-- Records to use follows --

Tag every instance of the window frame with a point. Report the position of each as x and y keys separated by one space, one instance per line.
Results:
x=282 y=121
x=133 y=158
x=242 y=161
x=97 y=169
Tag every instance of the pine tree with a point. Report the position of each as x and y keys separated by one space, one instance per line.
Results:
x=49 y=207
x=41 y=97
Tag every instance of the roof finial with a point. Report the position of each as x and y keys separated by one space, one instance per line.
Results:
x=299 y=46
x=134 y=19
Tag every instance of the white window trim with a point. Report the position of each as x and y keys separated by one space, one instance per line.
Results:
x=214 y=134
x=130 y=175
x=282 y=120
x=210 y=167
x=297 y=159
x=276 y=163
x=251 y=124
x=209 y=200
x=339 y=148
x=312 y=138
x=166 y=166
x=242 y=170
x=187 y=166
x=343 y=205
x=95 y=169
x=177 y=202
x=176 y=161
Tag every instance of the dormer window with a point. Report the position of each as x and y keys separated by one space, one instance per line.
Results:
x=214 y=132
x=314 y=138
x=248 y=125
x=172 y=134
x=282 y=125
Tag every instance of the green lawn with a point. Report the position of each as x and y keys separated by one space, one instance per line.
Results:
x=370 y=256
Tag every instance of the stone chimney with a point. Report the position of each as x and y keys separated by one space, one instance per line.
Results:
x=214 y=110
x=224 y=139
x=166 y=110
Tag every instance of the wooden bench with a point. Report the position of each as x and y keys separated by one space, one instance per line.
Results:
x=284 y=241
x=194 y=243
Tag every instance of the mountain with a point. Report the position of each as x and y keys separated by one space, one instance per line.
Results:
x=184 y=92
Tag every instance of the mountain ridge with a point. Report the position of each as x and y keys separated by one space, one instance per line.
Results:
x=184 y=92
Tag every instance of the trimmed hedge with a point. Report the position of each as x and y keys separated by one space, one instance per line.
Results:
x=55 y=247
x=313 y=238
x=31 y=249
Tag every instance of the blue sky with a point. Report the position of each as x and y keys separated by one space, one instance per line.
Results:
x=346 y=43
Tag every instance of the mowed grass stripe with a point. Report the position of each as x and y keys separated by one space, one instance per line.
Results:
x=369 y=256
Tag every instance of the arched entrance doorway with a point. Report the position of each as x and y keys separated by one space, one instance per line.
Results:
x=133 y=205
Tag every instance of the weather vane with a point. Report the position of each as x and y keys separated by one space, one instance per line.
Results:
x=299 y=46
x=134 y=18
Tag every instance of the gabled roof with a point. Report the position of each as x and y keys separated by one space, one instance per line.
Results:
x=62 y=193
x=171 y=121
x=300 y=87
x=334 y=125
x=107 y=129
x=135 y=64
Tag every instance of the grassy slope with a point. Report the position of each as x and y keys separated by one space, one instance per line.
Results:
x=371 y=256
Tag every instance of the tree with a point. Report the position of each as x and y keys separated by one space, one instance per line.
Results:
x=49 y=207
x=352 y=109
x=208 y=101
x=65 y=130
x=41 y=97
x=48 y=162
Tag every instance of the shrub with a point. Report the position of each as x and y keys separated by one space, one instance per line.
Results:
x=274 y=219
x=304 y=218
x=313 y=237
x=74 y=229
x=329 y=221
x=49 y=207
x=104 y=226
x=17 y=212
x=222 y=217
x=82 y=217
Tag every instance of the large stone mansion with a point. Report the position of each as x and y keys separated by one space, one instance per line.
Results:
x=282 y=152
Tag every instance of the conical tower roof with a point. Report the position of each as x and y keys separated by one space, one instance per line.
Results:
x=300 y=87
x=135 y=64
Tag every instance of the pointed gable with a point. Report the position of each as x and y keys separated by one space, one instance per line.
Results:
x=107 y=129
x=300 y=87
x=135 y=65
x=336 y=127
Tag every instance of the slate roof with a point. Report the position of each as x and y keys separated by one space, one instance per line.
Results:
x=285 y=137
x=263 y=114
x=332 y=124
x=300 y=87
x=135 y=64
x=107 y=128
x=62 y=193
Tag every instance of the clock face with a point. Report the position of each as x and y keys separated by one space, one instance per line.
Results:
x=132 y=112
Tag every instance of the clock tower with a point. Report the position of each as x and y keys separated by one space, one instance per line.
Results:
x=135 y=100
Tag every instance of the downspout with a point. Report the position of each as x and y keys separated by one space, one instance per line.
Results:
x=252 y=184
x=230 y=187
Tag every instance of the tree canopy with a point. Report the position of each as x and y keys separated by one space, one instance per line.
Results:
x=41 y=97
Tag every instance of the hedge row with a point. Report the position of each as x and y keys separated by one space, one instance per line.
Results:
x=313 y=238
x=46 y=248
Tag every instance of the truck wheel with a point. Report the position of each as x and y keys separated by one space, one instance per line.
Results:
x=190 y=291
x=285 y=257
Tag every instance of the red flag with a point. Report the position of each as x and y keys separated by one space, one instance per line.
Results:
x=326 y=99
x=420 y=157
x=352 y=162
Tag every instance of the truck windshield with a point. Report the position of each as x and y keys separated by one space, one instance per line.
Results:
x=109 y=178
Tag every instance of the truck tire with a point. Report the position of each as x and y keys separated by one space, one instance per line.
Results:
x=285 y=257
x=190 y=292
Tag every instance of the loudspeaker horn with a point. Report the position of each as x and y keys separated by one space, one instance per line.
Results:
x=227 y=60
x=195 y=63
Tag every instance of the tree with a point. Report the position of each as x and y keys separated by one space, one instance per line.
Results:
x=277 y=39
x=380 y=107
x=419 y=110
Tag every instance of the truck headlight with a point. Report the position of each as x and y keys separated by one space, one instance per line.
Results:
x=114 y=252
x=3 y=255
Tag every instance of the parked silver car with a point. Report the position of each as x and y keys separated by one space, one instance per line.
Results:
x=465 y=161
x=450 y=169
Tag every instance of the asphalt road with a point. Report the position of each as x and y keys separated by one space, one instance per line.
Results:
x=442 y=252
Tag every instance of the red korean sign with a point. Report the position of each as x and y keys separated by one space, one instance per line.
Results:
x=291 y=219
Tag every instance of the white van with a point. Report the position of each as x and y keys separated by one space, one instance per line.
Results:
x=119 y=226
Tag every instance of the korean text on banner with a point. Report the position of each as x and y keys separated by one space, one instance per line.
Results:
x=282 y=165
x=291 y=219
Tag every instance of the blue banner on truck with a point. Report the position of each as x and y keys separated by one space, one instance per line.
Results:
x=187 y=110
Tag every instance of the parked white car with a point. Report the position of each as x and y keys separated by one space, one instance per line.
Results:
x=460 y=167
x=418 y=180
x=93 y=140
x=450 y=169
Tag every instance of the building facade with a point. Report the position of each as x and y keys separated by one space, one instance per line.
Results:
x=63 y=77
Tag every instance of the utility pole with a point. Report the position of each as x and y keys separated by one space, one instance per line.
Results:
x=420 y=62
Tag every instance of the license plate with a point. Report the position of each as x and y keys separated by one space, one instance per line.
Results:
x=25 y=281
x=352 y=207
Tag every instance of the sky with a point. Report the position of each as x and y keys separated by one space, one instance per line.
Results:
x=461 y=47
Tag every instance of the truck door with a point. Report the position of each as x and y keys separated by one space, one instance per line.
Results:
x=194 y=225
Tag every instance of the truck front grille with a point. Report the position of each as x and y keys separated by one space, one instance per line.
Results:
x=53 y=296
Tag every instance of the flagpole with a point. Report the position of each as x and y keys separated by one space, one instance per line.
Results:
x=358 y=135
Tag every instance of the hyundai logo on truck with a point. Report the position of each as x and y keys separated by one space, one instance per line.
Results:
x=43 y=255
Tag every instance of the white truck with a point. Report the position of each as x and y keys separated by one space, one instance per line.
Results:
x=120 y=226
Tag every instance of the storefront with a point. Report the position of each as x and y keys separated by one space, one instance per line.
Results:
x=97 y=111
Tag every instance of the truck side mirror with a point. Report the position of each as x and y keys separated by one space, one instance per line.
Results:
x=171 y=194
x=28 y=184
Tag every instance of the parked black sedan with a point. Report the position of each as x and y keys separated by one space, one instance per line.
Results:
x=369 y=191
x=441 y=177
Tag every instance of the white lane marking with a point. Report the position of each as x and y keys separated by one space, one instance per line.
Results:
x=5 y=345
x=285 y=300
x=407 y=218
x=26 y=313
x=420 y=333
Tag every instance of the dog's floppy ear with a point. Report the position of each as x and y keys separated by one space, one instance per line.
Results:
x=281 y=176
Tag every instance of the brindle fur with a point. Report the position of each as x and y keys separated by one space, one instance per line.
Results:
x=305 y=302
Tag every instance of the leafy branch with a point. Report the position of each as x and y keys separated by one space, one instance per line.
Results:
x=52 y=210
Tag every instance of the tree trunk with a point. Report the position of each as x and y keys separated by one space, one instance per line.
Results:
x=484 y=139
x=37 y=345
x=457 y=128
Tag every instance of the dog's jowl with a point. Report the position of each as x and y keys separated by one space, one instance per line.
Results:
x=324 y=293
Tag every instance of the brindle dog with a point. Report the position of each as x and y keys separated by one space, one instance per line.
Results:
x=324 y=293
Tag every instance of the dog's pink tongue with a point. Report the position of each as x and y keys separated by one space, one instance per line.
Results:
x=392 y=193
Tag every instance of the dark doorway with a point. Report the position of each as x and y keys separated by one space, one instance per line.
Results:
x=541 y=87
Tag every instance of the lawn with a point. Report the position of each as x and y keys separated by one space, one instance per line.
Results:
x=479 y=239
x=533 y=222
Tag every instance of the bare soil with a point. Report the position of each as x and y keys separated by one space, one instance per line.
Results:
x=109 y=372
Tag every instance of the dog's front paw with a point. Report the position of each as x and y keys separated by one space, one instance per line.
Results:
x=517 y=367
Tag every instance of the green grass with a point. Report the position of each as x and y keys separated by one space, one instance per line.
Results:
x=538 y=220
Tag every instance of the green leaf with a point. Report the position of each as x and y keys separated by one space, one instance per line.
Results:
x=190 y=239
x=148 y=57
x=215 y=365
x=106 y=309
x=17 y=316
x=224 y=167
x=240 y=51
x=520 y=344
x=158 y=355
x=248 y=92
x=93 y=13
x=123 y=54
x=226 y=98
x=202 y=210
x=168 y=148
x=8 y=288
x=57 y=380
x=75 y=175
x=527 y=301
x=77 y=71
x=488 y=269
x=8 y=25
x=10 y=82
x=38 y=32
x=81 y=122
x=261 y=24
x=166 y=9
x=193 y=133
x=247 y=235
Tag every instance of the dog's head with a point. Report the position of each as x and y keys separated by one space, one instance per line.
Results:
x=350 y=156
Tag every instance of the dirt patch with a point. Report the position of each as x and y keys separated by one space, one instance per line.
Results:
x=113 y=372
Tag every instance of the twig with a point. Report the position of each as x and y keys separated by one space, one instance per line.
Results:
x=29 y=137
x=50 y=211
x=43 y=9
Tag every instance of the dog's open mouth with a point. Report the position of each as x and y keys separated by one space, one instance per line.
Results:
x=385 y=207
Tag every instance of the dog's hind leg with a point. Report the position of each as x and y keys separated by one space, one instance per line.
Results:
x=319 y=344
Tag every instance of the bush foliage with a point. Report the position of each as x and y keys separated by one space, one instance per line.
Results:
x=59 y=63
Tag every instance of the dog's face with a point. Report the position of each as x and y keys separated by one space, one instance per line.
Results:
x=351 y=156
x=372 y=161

-- Records to use concluded --

Please go line by line through the records above, copying each one that holds the string "face".

Tag every instance of the clock face with a point. Report the position of each as x and y keys separated by one space, one instance per line.
Tag every instance of the dog's face with a point. Report the position of each as x and y keys separated by one space, one instance per line.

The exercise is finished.